== Exercise materials

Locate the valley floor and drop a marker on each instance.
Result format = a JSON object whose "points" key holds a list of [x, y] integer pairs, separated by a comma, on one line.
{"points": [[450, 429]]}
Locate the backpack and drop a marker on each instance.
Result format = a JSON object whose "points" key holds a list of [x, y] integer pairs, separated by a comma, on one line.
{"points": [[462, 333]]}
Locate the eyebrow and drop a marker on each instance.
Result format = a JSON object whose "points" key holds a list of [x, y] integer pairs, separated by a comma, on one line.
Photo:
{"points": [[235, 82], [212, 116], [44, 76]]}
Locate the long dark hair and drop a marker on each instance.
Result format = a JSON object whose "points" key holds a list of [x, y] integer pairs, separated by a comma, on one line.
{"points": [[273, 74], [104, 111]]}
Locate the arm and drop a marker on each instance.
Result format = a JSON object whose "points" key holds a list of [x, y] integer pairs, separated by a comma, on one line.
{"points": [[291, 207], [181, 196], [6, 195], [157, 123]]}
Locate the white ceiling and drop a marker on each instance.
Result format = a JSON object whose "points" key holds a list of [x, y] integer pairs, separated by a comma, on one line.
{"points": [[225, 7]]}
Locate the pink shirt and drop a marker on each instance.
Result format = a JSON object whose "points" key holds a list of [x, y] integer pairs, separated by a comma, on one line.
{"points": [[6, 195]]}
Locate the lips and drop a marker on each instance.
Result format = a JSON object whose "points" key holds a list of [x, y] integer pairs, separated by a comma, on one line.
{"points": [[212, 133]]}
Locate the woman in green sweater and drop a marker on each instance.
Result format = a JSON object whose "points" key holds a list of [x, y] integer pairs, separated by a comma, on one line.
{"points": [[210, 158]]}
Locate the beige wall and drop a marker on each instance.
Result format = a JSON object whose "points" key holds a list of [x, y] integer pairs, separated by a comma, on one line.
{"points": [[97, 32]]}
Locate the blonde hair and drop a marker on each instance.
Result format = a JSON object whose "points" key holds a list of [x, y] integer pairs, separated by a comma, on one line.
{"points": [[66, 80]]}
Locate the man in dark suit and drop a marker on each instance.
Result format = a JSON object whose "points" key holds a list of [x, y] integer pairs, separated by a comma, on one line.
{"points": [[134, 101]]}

====

Objective: Print every record above exactly as written.

Full solution:
Locate the valley floor and drop a marker on each instance.
Result format = a JSON object whose "points" key holds a list of [x, y] integer pairs, separated by a comma, on one line.
{"points": [[450, 429]]}
Locate the backpack and drop a marker on each instance.
Result format = a JSON object whose "points" key holds a list of [x, y] integer pairs, separated by a comma, on one line.
{"points": [[462, 333]]}
Locate the eyebrow and drop a marker on each instance.
Result format = a JSON object whose "points" key holds a list of [x, y] integer pairs, separated by a comma, on one line.
Photo:
{"points": [[235, 82], [212, 116], [44, 76]]}
Locate the long dark hair and drop a marker on each instance.
Result format = a JSON object whose "points" key holds a list of [x, y] integer pairs, separated by a comma, on one line.
{"points": [[273, 74], [104, 111]]}
Locate the arm and drop a marker on each instance.
Result format = a JSON object whose "points" key holds a list of [x, y] integer pairs, separated by a comma, on one line.
{"points": [[291, 207], [181, 196], [6, 195], [157, 123]]}
Locate the white ceiling and drop a marker on each instance.
Result format = a JSON object whose "points" key holds a list of [x, y] integer pairs, separated by a comma, on one line.
{"points": [[225, 7]]}
Locate the pink shirt and drop a marker on each instance.
Result format = a JSON object whose "points" key holds a list of [x, y] integer pairs, separated by a comma, on one line.
{"points": [[6, 195]]}
Locate the lips and drop a marker on each instance.
Result format = a JSON object whose "points" key holds a list of [x, y] integer pairs, separated by a comma, on one line.
{"points": [[212, 133]]}
Locate the woman in green sweater and drop a marker on each instance.
Result format = a JSON object whose "points" key holds a list of [x, y] integer pairs, separated by a comma, on one line.
{"points": [[210, 158]]}
Locate the beige wall and drop a marker on each instance.
Result format = a JSON object whose "points" key holds a list of [x, y] integer pairs, separated by a comma, on one line.
{"points": [[97, 32]]}
Locate the blonde hair and drop a marker on each instance.
Result format = a JSON object whose "points" key holds a list of [x, y] integer pairs, separated by a comma, on one line.
{"points": [[66, 80]]}
Locate the man in dark suit and drop a marker on each instance.
Result format = a JSON object whose "points" key holds a list of [x, y] integer pairs, separated by a comma, on one line.
{"points": [[134, 101]]}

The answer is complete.